ACTION ITEM: After finding the line containing "Locate the element that corresponds to the aerial" below, please output that line and each following one through the line containing "Locate the element that corresponds to the house", exactly as written.

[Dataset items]
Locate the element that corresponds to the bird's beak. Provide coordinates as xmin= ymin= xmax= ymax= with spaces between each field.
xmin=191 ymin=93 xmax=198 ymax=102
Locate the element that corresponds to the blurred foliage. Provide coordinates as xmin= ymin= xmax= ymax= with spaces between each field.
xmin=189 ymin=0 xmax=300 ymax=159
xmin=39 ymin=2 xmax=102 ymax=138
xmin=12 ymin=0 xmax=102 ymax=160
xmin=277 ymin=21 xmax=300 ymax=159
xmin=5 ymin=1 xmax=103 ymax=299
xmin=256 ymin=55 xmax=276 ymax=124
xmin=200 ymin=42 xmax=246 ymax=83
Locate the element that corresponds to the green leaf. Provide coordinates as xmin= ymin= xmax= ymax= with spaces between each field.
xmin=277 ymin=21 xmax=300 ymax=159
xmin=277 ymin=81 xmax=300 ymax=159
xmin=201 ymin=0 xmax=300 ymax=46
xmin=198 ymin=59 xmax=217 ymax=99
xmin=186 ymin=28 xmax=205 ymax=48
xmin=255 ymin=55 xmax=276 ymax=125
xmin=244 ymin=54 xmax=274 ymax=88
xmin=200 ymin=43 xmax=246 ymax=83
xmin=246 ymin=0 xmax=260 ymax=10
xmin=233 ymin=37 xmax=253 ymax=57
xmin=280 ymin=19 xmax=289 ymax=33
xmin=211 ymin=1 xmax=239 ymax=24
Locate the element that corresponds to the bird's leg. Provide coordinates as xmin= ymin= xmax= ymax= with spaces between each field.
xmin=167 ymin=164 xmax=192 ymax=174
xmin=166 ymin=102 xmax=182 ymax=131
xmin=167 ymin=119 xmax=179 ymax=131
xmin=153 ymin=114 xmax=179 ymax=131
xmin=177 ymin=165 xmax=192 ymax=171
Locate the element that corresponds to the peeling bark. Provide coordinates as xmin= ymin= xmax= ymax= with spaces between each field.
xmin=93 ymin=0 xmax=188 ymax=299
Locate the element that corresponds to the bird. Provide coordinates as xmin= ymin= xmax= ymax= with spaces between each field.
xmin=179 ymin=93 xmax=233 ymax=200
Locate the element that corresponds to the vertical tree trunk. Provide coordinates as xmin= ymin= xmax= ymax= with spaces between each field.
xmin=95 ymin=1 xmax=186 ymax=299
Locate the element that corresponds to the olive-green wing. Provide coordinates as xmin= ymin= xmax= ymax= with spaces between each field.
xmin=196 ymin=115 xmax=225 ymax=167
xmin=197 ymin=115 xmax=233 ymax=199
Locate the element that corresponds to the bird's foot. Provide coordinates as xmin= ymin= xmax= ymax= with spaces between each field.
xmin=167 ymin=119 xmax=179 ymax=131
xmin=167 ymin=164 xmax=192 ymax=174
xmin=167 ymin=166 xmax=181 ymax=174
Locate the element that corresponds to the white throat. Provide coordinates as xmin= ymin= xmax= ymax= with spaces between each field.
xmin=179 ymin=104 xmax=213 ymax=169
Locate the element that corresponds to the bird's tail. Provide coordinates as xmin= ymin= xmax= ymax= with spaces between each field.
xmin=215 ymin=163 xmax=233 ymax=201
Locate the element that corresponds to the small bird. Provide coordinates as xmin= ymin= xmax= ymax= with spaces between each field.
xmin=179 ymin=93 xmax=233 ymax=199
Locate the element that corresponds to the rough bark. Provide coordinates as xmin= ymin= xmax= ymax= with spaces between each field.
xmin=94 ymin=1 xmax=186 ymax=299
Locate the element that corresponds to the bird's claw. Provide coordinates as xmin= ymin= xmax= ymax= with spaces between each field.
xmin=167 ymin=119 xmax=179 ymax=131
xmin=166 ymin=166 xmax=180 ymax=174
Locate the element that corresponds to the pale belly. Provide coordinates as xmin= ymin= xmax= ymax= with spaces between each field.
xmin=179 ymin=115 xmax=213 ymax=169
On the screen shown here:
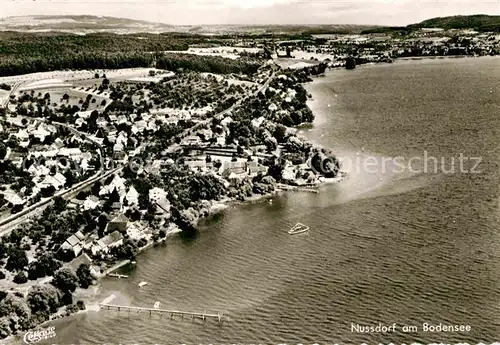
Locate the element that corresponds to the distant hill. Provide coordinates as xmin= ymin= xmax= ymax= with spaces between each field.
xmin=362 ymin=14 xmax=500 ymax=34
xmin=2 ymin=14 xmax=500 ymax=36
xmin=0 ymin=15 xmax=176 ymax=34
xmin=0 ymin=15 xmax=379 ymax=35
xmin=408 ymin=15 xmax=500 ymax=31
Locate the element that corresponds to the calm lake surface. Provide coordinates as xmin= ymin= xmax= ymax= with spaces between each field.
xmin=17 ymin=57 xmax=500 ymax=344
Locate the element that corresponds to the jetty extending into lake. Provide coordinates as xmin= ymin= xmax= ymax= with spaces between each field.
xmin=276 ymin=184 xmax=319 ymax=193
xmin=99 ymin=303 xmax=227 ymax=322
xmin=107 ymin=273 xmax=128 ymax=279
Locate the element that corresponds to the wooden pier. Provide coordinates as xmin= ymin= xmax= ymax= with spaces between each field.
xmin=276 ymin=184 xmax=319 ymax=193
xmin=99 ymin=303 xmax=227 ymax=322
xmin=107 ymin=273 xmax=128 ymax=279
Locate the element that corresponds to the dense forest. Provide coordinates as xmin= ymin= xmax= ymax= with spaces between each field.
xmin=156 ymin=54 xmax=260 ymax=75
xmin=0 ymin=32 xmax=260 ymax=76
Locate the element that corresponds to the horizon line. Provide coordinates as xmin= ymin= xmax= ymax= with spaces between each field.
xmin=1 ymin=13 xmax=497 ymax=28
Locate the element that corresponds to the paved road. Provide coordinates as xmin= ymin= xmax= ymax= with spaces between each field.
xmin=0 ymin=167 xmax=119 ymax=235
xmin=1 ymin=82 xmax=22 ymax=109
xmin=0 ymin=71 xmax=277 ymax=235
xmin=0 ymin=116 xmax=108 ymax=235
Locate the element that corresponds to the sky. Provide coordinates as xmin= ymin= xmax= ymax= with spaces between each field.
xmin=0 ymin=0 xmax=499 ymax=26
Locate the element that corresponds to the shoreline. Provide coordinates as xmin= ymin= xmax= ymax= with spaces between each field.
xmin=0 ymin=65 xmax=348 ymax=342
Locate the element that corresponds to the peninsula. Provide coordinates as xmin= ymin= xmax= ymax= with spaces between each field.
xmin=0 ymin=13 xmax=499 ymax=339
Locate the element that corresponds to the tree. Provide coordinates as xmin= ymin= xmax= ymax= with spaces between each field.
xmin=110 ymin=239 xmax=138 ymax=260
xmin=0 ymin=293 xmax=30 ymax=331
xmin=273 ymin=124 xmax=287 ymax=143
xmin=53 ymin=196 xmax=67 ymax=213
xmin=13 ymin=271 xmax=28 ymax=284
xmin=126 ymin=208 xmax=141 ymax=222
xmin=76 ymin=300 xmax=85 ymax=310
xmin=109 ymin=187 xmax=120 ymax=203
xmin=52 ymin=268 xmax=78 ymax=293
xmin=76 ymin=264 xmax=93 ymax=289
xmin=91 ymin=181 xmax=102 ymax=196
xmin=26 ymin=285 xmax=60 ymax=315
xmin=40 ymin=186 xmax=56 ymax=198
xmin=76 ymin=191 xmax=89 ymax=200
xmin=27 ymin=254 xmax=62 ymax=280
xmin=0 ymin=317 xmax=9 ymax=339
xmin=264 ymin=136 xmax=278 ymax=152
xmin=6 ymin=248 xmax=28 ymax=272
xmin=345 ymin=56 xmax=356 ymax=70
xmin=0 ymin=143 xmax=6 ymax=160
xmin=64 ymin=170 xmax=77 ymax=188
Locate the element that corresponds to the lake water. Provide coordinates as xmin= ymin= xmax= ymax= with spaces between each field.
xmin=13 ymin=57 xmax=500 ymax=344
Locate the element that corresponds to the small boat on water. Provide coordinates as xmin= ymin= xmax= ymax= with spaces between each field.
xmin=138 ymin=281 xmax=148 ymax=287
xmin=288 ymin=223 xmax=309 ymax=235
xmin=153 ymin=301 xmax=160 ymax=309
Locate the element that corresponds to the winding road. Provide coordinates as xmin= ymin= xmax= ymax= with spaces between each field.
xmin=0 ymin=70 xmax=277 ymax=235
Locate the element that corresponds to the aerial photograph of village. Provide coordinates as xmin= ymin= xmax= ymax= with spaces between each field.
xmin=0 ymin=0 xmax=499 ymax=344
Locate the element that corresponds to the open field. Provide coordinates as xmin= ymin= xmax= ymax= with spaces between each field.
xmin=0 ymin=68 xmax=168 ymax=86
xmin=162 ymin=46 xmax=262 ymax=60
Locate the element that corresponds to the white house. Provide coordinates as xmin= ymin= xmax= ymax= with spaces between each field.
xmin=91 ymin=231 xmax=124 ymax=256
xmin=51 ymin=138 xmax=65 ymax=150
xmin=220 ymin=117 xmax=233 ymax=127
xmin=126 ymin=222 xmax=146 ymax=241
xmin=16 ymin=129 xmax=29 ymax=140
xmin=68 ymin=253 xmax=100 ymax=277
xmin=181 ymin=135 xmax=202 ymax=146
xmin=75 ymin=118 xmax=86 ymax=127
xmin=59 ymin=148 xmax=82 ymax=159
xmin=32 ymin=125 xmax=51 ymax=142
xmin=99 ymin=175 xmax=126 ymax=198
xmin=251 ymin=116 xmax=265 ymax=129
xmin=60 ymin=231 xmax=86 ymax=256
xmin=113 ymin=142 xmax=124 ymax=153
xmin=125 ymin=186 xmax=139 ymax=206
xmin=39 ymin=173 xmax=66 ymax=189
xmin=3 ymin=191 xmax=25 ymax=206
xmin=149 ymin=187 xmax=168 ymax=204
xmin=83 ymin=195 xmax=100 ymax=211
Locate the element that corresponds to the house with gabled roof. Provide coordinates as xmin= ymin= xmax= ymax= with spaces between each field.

* * *

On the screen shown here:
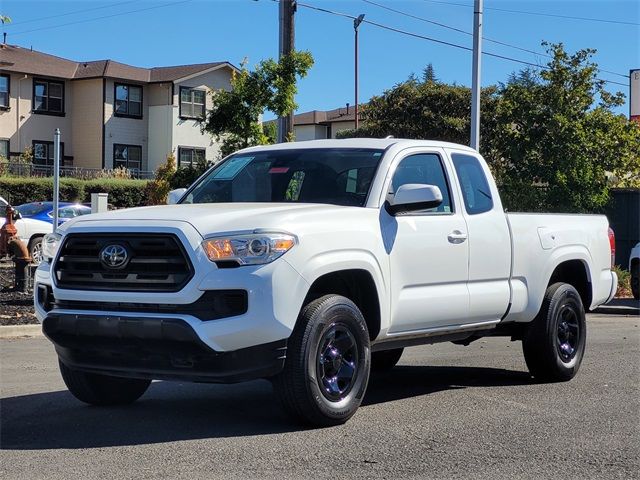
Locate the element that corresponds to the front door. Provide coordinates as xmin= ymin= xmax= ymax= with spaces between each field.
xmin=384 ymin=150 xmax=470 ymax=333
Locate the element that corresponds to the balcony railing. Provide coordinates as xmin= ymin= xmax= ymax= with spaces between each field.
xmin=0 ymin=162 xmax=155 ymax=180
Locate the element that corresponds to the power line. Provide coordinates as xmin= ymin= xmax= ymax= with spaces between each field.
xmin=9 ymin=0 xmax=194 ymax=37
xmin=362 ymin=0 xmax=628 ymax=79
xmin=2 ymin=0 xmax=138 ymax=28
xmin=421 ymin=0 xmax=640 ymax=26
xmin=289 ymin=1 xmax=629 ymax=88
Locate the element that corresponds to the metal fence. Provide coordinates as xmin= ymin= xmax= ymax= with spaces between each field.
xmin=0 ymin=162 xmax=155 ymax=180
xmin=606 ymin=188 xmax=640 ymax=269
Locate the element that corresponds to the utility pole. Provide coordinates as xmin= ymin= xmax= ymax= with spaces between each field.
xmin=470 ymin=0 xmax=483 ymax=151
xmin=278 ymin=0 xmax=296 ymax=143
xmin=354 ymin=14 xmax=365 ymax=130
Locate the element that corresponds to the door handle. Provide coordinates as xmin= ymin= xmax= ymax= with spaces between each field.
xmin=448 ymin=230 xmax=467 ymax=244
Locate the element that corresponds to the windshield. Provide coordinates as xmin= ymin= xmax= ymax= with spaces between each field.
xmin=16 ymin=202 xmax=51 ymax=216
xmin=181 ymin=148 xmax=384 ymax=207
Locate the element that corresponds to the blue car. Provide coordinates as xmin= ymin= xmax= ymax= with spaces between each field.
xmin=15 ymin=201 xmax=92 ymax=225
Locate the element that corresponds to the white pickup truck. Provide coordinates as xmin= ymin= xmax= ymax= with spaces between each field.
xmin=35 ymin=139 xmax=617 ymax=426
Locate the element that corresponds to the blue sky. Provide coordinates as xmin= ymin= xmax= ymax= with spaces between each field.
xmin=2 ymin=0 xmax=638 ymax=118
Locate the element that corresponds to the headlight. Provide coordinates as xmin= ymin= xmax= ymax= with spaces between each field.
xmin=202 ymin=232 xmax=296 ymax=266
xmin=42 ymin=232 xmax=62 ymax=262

==

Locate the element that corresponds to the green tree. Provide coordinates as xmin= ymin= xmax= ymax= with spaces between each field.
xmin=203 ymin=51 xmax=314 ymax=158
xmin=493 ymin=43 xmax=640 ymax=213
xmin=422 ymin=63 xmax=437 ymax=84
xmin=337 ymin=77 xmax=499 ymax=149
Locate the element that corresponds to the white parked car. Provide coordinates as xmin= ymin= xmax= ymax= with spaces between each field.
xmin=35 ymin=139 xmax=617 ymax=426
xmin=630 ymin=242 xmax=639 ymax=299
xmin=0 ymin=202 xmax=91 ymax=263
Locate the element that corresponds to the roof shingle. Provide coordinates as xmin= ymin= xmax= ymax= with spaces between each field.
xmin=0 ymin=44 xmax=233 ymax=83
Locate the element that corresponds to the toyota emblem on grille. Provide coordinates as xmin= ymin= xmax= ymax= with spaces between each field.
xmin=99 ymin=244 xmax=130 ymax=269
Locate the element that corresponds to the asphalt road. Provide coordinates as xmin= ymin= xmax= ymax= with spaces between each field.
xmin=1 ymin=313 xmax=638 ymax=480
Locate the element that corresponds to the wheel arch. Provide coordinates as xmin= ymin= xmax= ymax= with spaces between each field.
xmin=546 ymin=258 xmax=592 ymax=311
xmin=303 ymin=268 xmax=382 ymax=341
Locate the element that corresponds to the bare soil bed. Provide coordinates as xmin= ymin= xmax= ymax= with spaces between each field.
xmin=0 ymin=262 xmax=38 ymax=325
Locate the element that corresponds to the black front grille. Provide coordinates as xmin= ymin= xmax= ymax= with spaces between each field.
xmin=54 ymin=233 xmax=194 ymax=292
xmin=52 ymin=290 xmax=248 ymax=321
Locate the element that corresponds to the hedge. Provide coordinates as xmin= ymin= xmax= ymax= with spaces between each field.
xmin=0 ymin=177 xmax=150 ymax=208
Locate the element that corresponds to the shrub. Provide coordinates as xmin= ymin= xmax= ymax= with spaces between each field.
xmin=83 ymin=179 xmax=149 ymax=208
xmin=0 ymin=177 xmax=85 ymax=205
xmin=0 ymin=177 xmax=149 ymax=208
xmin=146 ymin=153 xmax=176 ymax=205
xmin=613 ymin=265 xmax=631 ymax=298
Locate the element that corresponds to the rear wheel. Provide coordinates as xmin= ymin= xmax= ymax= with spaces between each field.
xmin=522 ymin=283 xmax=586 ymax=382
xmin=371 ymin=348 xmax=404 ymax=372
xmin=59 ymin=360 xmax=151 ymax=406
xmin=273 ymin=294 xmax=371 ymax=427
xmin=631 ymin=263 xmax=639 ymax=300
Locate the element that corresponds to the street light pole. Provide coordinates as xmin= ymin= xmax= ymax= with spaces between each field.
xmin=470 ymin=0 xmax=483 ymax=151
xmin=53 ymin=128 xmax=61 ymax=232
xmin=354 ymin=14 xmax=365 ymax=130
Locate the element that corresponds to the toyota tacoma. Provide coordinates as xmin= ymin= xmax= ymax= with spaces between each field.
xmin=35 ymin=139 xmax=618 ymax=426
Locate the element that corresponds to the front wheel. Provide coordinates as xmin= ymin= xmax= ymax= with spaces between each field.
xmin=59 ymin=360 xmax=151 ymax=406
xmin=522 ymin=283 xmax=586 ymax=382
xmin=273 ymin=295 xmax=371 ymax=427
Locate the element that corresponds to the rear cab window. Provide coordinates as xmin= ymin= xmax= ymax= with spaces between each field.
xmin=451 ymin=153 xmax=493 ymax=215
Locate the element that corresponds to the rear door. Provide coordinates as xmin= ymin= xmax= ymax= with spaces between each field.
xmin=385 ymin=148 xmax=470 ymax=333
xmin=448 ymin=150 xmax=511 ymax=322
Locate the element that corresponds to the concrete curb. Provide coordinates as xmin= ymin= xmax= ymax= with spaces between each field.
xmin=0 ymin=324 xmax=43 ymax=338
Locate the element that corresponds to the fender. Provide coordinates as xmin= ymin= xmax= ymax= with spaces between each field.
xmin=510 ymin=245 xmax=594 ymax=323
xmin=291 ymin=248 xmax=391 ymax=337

WORKED SOLUTION:
Locate the element that corresponds to the aerial photograph of village. Provide coordinates as xmin= ymin= xmax= ymax= with spaces between each field.
xmin=0 ymin=0 xmax=499 ymax=344
Locate the element that corresponds to the open field. Provide coordinates as xmin= ymin= xmax= ymax= with spaces between each field.
xmin=0 ymin=68 xmax=168 ymax=86
xmin=162 ymin=46 xmax=262 ymax=60
Locate the element that corresponds to the white house. Provide coordinates as xmin= ymin= xmax= ymax= with spaces between each field.
xmin=91 ymin=231 xmax=124 ymax=256
xmin=51 ymin=138 xmax=65 ymax=150
xmin=220 ymin=117 xmax=233 ymax=127
xmin=126 ymin=222 xmax=146 ymax=241
xmin=16 ymin=129 xmax=29 ymax=140
xmin=68 ymin=253 xmax=100 ymax=277
xmin=181 ymin=135 xmax=202 ymax=146
xmin=75 ymin=118 xmax=86 ymax=127
xmin=59 ymin=148 xmax=82 ymax=159
xmin=32 ymin=125 xmax=51 ymax=142
xmin=99 ymin=175 xmax=126 ymax=198
xmin=251 ymin=116 xmax=265 ymax=129
xmin=60 ymin=231 xmax=86 ymax=256
xmin=113 ymin=142 xmax=124 ymax=153
xmin=125 ymin=186 xmax=139 ymax=206
xmin=39 ymin=173 xmax=66 ymax=189
xmin=3 ymin=191 xmax=25 ymax=206
xmin=149 ymin=187 xmax=168 ymax=204
xmin=83 ymin=195 xmax=100 ymax=211
Locate the element that corresponds to the house with gabled roof. Provide coordinates as xmin= ymin= xmax= ymax= with spaces between each field.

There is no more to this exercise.